Put each line of the records below into a JSON list of strings, one string per line, starting from the first line and stopping after the line that contains "point(716, 267)". Leave out blank lines and the pictures.

##### DATA SECTION #####

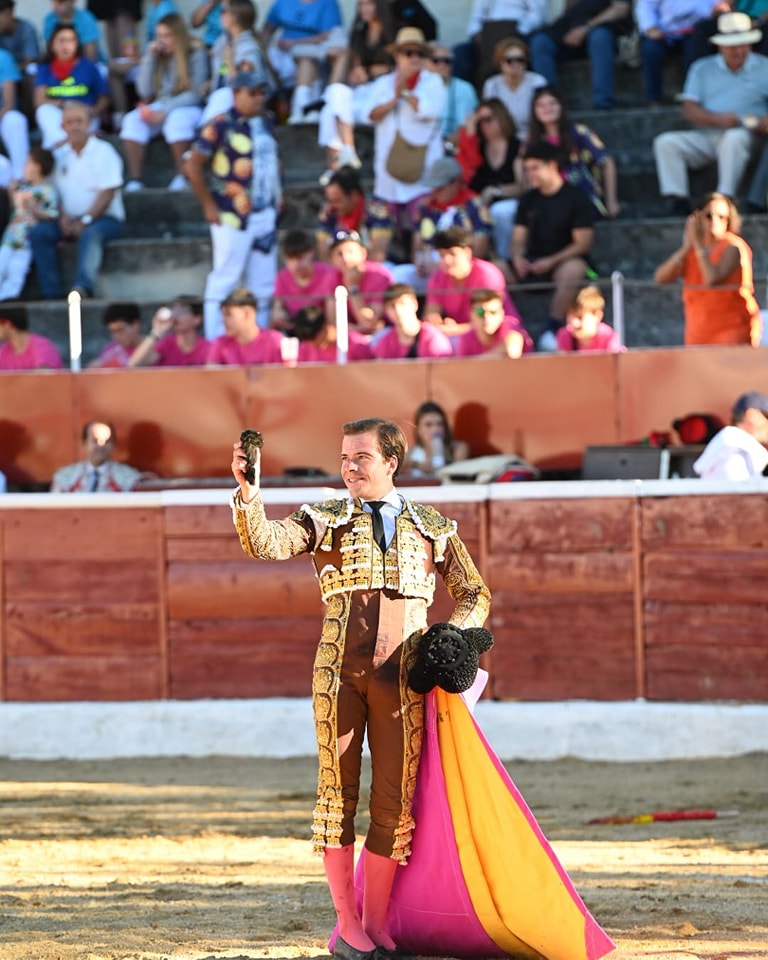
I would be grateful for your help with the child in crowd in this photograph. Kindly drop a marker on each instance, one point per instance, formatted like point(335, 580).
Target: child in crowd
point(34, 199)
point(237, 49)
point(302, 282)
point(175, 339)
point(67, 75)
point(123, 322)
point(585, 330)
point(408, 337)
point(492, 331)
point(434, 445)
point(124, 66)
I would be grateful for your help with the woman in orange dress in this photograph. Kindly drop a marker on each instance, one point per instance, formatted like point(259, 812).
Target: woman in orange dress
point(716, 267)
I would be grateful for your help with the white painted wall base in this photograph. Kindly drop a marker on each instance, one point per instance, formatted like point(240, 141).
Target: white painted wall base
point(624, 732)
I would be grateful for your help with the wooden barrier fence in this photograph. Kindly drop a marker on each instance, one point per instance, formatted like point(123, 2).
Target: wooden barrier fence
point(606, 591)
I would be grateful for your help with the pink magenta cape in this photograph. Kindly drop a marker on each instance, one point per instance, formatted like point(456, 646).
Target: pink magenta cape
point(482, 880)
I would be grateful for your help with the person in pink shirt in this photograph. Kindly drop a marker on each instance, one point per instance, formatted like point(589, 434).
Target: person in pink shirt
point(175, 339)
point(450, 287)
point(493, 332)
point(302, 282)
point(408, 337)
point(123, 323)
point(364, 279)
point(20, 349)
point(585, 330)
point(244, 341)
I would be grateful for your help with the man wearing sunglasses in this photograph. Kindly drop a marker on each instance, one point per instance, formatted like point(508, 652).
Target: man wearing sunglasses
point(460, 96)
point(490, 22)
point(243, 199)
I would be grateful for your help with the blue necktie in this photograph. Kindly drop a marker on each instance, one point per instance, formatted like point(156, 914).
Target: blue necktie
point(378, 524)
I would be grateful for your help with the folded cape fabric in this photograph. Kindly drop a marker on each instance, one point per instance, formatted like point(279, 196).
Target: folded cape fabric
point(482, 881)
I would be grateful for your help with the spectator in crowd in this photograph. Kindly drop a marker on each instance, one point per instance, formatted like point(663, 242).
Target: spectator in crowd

#####

- **ANSWER TO THIS EXERCISE**
[
  "I would be grateful for your help with the child in crowd in this photograph. Kindly drop a marker on each instance, one point per instance, formatted like point(335, 580).",
  "Target: child in crowd",
  "point(34, 199)",
  "point(237, 49)",
  "point(302, 282)",
  "point(175, 339)",
  "point(67, 75)",
  "point(123, 322)",
  "point(585, 330)",
  "point(408, 337)",
  "point(492, 331)",
  "point(434, 445)",
  "point(124, 66)",
  "I would be grateful for your help with the woman in orange dress in this photograph. Kindly drop a marker on each instance, one point per instance, formatted like point(259, 812).",
  "Target: woman in orange dress",
  "point(716, 267)"
]